(Pointing and labeling records)
****************************************

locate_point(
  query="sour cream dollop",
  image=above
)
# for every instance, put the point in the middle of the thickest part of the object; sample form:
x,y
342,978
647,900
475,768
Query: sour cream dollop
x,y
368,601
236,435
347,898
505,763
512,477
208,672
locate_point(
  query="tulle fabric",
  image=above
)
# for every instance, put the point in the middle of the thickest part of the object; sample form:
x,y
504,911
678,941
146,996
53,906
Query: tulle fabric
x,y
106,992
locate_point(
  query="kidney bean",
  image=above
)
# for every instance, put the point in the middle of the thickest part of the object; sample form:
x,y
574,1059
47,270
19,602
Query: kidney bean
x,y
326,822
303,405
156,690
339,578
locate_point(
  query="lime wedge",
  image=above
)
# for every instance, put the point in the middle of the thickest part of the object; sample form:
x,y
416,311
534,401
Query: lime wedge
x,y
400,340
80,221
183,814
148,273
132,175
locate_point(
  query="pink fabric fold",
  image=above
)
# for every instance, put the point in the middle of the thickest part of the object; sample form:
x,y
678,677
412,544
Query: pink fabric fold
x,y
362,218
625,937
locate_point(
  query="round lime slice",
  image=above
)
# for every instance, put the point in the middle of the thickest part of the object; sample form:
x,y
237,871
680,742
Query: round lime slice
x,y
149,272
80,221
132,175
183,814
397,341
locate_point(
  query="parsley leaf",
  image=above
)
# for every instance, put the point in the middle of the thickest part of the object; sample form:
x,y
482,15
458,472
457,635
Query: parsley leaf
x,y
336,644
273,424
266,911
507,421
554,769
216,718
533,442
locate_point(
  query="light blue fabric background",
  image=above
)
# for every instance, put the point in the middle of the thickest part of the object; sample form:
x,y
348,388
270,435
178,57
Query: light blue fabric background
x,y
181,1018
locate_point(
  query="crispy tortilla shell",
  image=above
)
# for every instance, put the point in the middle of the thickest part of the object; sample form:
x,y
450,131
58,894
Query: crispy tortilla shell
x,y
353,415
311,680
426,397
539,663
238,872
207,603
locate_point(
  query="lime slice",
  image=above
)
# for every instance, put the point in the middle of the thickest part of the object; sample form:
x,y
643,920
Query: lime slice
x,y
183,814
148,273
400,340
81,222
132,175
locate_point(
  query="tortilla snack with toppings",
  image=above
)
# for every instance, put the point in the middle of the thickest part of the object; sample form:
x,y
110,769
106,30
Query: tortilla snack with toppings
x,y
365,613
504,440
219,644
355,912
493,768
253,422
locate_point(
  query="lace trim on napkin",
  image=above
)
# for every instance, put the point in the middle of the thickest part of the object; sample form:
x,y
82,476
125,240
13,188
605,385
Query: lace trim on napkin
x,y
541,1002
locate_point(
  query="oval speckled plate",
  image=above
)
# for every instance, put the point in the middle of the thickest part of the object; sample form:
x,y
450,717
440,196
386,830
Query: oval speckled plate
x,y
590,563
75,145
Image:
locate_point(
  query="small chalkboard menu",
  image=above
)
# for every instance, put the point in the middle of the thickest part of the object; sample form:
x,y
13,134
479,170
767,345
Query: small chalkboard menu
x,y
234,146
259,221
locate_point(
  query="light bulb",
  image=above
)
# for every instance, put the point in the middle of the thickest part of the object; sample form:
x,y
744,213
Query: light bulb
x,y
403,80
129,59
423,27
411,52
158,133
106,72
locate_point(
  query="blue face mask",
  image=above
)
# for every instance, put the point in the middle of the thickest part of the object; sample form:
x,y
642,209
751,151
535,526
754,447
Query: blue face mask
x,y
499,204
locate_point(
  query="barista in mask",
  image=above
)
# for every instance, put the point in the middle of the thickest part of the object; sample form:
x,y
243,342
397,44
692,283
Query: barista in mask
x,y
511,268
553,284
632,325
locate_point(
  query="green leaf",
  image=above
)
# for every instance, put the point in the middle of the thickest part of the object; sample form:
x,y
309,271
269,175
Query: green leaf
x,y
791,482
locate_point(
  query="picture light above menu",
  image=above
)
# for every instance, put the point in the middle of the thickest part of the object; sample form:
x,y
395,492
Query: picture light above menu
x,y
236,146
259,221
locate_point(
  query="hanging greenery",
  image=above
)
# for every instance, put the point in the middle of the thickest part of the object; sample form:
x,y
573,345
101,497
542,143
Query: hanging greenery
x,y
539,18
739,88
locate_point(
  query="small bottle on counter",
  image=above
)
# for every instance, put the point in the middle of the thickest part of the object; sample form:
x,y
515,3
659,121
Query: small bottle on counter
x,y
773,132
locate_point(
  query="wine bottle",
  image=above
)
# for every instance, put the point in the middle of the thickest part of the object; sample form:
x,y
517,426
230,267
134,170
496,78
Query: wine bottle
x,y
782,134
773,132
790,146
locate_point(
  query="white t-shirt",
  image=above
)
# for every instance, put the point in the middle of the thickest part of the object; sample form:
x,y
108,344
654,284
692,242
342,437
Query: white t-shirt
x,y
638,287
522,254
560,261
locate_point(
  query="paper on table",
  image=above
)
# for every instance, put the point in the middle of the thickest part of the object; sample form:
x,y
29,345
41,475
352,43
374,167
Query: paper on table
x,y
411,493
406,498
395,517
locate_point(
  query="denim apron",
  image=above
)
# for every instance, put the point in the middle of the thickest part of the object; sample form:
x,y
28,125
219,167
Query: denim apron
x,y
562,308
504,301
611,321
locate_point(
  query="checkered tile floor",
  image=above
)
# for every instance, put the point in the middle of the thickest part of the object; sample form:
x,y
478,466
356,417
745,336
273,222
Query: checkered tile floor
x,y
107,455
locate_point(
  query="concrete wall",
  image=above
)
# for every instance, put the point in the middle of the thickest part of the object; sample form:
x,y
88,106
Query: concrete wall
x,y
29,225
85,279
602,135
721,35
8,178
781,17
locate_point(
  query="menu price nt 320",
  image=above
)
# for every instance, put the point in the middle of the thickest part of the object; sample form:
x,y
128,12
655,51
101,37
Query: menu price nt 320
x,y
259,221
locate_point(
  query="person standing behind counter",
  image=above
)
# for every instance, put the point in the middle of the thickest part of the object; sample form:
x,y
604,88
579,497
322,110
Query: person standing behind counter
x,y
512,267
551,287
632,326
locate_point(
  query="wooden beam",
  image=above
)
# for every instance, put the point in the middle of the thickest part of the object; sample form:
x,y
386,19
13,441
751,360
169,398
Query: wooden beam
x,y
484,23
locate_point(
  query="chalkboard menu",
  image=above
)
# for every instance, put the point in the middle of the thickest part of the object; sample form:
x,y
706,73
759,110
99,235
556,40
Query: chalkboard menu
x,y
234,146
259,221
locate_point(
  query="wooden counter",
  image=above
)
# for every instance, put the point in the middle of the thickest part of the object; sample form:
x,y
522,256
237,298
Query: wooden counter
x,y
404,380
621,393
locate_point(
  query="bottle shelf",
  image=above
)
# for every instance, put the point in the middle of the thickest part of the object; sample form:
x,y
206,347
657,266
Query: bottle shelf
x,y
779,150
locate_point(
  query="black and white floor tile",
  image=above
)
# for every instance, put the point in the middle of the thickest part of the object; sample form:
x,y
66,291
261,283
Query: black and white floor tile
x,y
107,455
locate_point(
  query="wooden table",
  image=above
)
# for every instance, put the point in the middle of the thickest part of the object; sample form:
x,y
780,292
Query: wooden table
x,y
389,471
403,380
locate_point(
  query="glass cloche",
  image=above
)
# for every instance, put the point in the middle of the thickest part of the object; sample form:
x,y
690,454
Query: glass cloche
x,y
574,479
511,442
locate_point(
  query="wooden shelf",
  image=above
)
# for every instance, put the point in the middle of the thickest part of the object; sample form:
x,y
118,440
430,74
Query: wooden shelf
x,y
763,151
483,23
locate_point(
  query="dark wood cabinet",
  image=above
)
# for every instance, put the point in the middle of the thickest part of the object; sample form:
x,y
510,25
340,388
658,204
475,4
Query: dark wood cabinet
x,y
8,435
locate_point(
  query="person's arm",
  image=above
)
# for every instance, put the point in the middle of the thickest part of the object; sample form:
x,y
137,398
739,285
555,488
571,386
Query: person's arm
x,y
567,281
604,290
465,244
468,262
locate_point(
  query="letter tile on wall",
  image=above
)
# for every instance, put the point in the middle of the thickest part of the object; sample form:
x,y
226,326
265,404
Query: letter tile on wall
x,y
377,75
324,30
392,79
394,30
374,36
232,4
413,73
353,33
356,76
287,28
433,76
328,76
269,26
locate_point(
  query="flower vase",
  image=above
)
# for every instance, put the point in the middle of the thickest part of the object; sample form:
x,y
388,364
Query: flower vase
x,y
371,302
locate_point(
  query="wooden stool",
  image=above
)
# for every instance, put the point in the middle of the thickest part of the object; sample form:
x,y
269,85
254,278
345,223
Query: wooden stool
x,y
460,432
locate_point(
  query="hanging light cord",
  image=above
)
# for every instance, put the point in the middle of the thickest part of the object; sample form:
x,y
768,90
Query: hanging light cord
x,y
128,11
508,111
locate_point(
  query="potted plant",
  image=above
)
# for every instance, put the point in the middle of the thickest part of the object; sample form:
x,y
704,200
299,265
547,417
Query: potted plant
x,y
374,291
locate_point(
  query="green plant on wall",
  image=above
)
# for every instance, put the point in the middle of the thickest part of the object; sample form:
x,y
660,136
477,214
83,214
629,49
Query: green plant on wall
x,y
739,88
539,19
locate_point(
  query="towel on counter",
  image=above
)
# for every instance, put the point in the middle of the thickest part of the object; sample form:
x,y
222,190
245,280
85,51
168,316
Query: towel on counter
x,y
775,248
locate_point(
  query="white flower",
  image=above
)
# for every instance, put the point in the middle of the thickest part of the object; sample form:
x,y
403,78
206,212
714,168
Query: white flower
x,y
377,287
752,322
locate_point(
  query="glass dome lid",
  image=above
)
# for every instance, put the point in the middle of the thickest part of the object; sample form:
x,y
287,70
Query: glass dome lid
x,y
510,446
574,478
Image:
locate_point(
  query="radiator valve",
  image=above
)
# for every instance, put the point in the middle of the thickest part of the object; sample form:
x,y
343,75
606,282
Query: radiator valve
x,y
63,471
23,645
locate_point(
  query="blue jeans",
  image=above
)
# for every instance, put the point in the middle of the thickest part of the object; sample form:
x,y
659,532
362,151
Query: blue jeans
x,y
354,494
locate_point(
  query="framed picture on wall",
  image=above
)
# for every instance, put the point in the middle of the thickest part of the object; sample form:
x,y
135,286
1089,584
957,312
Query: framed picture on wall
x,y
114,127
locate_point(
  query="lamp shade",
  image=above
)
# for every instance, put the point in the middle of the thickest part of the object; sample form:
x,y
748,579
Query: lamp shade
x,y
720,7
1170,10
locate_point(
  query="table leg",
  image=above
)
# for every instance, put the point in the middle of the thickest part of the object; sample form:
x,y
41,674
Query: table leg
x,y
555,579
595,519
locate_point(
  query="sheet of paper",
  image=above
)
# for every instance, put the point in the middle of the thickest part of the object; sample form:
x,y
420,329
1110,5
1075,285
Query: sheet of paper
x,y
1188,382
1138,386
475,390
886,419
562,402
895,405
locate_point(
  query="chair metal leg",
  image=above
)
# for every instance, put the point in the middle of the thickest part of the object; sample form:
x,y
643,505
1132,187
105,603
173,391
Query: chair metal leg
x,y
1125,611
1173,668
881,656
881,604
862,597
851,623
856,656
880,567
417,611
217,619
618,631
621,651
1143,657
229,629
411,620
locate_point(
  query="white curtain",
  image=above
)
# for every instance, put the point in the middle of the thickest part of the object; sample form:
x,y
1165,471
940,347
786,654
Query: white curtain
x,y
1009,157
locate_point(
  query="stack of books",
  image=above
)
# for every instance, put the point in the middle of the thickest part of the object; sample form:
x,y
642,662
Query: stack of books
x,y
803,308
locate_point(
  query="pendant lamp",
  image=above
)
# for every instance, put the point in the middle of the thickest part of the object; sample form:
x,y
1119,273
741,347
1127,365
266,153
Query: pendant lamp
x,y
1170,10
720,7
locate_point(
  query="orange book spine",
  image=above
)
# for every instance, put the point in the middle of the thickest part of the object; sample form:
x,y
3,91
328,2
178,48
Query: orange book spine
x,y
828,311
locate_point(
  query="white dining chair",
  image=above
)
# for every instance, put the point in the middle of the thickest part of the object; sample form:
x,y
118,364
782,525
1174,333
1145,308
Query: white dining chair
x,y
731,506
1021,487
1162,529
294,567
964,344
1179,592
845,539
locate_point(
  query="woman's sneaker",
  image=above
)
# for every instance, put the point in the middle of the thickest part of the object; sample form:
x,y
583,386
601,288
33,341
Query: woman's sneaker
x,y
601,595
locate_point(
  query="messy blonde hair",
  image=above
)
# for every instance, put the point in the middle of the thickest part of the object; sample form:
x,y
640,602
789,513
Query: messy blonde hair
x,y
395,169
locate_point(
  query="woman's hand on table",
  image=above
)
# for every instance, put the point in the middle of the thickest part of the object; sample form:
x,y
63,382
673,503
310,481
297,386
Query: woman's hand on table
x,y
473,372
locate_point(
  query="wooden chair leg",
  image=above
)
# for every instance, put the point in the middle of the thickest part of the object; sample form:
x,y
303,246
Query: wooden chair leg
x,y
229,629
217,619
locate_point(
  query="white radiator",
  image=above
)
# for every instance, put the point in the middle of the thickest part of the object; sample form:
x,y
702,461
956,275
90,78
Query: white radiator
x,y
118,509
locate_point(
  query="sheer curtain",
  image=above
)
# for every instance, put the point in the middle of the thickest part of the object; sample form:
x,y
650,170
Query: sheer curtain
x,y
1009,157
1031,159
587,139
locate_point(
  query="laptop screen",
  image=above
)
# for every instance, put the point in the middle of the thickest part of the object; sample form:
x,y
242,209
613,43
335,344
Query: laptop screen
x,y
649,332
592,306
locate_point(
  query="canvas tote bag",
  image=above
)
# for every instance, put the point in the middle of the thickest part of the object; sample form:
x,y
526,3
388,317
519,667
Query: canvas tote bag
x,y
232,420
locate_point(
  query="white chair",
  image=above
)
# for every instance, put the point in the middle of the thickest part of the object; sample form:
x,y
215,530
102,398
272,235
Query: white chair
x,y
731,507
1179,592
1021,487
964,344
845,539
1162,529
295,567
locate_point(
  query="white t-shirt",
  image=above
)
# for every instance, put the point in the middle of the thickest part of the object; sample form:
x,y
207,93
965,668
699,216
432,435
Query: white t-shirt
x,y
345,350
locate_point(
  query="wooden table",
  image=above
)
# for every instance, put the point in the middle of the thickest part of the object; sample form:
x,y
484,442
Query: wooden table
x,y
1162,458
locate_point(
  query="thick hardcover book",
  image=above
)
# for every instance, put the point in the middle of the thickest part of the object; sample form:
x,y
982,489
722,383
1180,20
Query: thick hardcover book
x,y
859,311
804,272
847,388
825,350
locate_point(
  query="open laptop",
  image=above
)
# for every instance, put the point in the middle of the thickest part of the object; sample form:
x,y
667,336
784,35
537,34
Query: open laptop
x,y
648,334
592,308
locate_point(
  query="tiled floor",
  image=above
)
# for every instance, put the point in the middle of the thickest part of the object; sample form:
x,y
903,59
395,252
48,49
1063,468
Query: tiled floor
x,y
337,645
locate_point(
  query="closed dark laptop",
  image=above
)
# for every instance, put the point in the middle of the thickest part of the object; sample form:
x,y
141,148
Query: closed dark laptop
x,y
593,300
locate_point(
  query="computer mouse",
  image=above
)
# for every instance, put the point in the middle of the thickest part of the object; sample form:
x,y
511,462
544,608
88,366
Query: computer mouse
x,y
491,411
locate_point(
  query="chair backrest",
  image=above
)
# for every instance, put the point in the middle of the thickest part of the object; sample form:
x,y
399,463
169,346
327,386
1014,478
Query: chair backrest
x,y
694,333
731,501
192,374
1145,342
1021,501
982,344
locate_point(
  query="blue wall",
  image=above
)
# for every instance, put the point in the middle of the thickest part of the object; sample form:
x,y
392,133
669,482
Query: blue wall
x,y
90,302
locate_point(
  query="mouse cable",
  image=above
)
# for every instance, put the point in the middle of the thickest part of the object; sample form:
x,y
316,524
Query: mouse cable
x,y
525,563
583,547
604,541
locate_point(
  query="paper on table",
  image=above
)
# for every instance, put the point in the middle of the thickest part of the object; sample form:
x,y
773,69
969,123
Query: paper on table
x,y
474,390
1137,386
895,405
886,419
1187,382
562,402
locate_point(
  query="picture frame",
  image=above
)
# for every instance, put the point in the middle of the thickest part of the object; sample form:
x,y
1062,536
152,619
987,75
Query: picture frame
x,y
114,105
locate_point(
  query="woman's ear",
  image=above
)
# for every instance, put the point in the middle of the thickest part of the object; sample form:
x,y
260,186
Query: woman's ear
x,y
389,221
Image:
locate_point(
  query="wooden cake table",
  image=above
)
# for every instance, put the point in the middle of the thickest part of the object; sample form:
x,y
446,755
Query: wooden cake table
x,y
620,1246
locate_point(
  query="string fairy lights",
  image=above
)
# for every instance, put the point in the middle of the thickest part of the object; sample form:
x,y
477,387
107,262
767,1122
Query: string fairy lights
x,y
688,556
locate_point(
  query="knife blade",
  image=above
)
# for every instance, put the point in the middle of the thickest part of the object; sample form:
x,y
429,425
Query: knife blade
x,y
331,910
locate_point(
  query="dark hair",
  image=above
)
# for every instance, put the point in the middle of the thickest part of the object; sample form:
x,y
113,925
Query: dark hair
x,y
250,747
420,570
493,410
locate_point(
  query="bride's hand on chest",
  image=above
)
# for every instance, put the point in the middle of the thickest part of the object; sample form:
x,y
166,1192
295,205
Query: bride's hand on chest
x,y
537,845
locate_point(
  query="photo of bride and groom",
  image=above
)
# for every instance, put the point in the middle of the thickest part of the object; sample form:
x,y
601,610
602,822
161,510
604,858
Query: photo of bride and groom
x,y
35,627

****************************************

> **Exercise**:
Gather every line of the records that contains the word "cream", and note that case counts.

> **Written solution**:
  query="sour cream dollop",
Query: sour cream dollop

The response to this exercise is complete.